What the exercise asks:
Working from the records below, repeat exactly the lines starting at the line that contains "80, row 164." and ending at the line that contains "0, row 142.", inclusive.

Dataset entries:
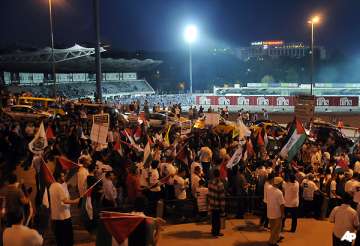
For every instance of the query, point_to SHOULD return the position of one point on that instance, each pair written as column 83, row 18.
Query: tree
column 267, row 79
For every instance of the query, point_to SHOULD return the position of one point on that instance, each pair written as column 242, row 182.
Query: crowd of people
column 143, row 169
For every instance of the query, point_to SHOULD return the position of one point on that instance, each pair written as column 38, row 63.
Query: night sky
column 158, row 24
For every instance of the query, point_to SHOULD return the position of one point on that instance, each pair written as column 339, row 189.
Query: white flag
column 236, row 157
column 243, row 130
column 39, row 143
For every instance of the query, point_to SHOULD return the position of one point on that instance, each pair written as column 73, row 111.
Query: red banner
column 280, row 101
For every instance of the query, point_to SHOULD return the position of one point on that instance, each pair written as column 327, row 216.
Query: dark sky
column 158, row 24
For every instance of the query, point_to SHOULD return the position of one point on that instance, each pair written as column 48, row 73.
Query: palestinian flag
column 39, row 143
column 46, row 174
column 182, row 155
column 50, row 133
column 138, row 133
column 260, row 139
column 66, row 164
column 122, row 226
column 295, row 139
column 147, row 153
column 167, row 138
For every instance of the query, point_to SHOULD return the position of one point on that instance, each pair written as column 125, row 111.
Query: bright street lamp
column 52, row 48
column 314, row 20
column 190, row 35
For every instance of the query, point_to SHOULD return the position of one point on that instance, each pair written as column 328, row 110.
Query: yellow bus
column 47, row 104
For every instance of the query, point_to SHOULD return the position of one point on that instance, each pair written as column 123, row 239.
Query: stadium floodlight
column 190, row 36
column 313, row 21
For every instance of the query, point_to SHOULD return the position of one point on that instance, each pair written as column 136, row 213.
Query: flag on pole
column 50, row 133
column 66, row 164
column 46, row 174
column 118, row 147
column 39, row 143
column 121, row 226
column 235, row 158
column 260, row 139
column 242, row 129
column 138, row 133
column 167, row 139
column 126, row 133
column 182, row 155
column 147, row 153
column 296, row 138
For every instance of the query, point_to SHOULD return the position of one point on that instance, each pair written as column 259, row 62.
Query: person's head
column 311, row 176
column 91, row 168
column 216, row 173
column 59, row 177
column 12, row 178
column 346, row 198
column 277, row 182
column 292, row 178
column 16, row 217
column 154, row 164
column 197, row 170
column 109, row 175
column 270, row 177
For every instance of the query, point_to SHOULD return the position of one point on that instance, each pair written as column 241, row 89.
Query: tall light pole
column 313, row 21
column 190, row 36
column 52, row 48
column 97, row 51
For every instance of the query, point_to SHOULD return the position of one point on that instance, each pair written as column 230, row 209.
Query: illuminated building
column 277, row 48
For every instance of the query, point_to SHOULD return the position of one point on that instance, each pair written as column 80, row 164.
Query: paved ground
column 246, row 233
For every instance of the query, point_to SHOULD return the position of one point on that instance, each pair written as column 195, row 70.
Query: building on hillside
column 75, row 67
column 276, row 49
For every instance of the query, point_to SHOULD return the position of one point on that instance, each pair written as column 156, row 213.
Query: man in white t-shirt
column 309, row 188
column 195, row 180
column 60, row 211
column 20, row 235
column 351, row 178
column 345, row 219
column 291, row 197
column 357, row 167
column 82, row 176
column 355, row 191
column 275, row 210
column 180, row 185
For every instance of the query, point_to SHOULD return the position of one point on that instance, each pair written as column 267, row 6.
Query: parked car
column 26, row 113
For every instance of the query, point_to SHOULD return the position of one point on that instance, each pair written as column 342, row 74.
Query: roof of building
column 73, row 59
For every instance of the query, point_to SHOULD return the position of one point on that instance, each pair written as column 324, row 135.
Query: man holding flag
column 60, row 211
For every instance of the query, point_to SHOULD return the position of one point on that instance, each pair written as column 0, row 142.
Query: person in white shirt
column 110, row 193
column 275, row 210
column 195, row 179
column 355, row 191
column 351, row 178
column 154, row 187
column 264, row 221
column 357, row 167
column 205, row 159
column 201, row 198
column 144, row 175
column 180, row 185
column 309, row 188
column 345, row 219
column 291, row 197
column 82, row 176
column 195, row 163
column 20, row 235
column 60, row 211
column 168, row 169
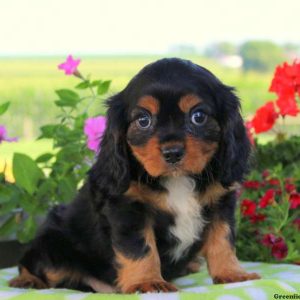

Answer section:
For every instance of the query, point_to SHOULD return the position of one point on that instance, each pair written as column 80, row 164.
Query: paved ground
column 246, row 233
For every instance of the query, point_to SHOULD return the position of one point on that instance, each pair written as column 195, row 70.
Query: building on hillside
column 75, row 67
column 276, row 49
For every instance of the query, point_to SHOULD return the position of one point on that instance, each pair written as column 156, row 213.
Query: man in white t-shirt
column 309, row 188
column 195, row 180
column 60, row 211
column 20, row 235
column 351, row 178
column 345, row 219
column 291, row 197
column 357, row 167
column 82, row 176
column 355, row 191
column 275, row 210
column 180, row 185
For every instance of the query, point_to SHOULD return the position of one point on that instance, each pair written as column 267, row 6.
Query: parked car
column 26, row 113
For every instance of the query, point_to SHOULD return the position of one point on that instance, each pair written as column 342, row 74.
Query: roof of building
column 73, row 59
For every instance of the query, point_to SHOULD return the position of one point on that instance, each pair written as column 324, row 135.
Query: man holding flag
column 60, row 211
For every instance of the query, point_to SHOULD return the position of one point on that instance, each pair written as column 0, row 142.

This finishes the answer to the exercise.